# REQUIREMENTS:
- 1) From the forum post about failed connect calls, reproduce word for word the stretch from "On Linux 2.6" through "is now working.".
- 2) Translate this sentence from the forum post about failed connect calls into Spanish: "So I changed mca_oob_tcp_peer_try_connect to test for ECONNABORTED and then call connect again."
- 3) In the forum post about failed connect calls, which network interface does the writer want to be used?

# TEXT PASSAGE:
On Linux 2.6 I have read that after a failed connect system call the
next call to connect can immediately return ECONNABORTED and not try to
actually connect, the next call to connect will then work. So I changed
mca_oob_tcp_peer_try_connect to test for ECONNABORTED and then call
connect again. The hello_c example script is now working.

I don't think this has solved the underlying cause as to way connect is
failing in the first place but at least now I move on to the next step.
My best guess at the moment is that it is using eth0 initially when I
want it to use eth1. This fails and then when it moves on to eth1 I run
into the "can't call connect after it just failed bug".

# RECORD EXTRACTS:

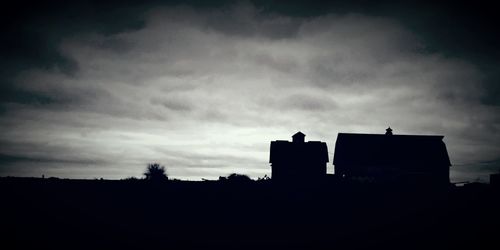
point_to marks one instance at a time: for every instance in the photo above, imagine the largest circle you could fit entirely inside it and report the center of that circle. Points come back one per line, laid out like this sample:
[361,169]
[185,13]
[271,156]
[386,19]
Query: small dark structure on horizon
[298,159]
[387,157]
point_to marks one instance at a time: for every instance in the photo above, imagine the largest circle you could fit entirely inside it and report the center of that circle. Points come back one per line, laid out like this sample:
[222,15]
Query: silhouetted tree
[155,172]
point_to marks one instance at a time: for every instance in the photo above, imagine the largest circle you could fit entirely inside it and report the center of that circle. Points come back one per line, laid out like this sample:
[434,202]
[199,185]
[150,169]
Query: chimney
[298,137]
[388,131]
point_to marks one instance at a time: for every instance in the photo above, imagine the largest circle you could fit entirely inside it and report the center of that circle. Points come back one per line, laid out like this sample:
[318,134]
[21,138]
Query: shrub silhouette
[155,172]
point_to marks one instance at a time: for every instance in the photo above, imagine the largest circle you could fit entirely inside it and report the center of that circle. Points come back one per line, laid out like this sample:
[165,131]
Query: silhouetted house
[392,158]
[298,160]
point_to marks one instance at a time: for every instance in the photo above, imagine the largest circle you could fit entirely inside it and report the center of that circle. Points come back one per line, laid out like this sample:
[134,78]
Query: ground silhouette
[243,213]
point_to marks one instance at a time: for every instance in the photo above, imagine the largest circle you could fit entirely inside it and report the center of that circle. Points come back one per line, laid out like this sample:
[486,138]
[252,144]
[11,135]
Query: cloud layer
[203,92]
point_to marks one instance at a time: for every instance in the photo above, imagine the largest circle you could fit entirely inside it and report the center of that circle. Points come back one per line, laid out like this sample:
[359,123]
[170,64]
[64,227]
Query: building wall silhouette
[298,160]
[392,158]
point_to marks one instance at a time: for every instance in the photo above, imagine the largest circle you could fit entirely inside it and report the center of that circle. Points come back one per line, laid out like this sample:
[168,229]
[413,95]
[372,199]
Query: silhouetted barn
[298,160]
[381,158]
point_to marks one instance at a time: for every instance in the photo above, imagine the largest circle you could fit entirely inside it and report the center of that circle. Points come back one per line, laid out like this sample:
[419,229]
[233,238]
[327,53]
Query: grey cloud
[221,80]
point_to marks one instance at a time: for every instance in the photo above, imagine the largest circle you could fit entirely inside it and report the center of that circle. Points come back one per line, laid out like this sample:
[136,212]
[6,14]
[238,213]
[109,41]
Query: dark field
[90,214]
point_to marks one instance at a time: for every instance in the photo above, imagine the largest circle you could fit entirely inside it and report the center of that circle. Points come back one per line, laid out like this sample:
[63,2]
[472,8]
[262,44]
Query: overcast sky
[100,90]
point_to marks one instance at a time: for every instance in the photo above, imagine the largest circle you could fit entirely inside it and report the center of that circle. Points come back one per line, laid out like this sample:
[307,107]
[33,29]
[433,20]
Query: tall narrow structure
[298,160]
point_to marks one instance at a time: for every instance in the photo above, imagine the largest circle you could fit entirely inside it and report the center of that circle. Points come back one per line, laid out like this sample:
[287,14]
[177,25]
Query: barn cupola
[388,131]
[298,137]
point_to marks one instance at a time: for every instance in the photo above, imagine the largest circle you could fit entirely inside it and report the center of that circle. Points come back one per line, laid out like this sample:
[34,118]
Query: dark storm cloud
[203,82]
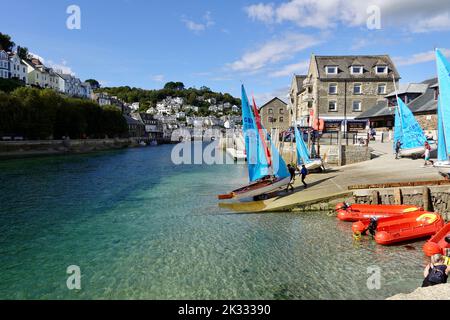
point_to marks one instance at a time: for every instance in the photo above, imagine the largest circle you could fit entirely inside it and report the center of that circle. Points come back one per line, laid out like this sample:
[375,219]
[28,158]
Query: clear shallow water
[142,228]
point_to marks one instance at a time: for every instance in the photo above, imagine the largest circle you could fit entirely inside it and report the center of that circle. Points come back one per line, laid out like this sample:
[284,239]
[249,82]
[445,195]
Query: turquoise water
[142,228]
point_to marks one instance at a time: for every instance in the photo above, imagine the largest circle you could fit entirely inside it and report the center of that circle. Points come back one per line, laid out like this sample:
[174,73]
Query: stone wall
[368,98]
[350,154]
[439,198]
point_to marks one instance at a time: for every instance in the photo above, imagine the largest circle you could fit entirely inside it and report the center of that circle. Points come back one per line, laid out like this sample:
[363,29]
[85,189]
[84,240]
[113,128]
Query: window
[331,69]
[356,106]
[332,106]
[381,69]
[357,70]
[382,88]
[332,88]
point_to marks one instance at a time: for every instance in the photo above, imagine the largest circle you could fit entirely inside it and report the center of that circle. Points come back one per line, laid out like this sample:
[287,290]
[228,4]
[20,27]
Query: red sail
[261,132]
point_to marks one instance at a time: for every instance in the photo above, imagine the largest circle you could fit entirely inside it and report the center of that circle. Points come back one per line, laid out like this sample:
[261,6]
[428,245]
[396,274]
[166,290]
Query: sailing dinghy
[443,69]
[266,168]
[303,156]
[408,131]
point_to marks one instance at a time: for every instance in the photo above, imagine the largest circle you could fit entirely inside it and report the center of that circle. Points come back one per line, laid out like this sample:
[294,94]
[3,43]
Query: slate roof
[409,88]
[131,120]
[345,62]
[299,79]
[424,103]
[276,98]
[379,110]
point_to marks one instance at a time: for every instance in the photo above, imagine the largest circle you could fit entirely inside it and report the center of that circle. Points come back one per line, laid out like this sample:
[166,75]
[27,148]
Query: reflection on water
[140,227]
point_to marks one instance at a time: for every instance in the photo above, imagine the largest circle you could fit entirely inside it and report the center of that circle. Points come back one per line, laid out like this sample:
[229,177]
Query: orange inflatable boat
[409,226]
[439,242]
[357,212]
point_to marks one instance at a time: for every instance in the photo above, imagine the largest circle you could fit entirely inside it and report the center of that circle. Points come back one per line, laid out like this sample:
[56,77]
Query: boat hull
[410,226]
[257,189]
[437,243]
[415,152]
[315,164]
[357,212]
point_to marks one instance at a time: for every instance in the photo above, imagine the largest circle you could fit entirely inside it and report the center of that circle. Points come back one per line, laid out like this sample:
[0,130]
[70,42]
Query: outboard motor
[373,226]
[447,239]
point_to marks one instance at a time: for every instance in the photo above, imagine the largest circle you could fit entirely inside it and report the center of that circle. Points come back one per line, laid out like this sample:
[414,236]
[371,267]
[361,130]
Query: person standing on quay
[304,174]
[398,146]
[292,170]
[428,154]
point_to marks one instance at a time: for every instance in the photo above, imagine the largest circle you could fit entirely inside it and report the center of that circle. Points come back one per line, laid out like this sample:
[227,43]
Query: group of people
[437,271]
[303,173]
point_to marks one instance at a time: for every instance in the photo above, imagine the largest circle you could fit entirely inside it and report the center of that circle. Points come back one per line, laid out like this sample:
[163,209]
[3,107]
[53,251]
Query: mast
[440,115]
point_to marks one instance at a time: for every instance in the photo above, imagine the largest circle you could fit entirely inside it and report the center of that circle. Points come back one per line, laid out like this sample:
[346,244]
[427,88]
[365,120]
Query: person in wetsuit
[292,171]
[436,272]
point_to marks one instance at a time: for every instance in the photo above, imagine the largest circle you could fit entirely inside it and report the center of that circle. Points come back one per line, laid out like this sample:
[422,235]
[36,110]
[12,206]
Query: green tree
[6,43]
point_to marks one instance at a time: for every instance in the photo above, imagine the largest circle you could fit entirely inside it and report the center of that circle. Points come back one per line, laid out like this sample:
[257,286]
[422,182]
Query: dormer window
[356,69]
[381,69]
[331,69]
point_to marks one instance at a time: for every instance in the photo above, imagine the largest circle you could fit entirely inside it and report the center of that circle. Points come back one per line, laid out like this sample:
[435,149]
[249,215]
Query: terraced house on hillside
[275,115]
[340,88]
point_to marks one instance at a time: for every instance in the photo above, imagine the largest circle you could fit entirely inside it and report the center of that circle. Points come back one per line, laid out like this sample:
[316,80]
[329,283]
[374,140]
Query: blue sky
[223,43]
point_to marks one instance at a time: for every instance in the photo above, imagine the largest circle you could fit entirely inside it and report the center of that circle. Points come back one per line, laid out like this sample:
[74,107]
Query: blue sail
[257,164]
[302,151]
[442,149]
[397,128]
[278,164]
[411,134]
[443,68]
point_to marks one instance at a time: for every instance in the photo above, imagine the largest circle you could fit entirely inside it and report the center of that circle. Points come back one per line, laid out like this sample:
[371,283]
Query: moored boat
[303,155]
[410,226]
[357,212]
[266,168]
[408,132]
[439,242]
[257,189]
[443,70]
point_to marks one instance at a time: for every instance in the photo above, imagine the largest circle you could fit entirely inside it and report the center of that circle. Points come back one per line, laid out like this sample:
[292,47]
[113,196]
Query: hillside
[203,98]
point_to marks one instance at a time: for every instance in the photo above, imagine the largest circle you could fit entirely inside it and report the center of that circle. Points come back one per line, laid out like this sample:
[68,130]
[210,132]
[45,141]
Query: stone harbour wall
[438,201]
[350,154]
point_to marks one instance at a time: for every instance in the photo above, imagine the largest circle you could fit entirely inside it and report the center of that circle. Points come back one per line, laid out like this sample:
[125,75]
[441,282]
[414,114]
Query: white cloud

# REPLIES:
- 1)
On Linux 2.6 I have read that after a failed connect system call the
next call to connect can immediately return ECONNABORTED and not try to
actually connect, the next call to connect will then work. So I changed
mca_oob_tcp_peer_try_connect to test for ECONNABORTED and then call
connect again. The hello_c example script is now working.

- 2) Así que modifiqué mca_oob_tcp_peer_try_connect para que comprobara ECONNABORTED y luego volviera a llamar a connect.

- 3) eth1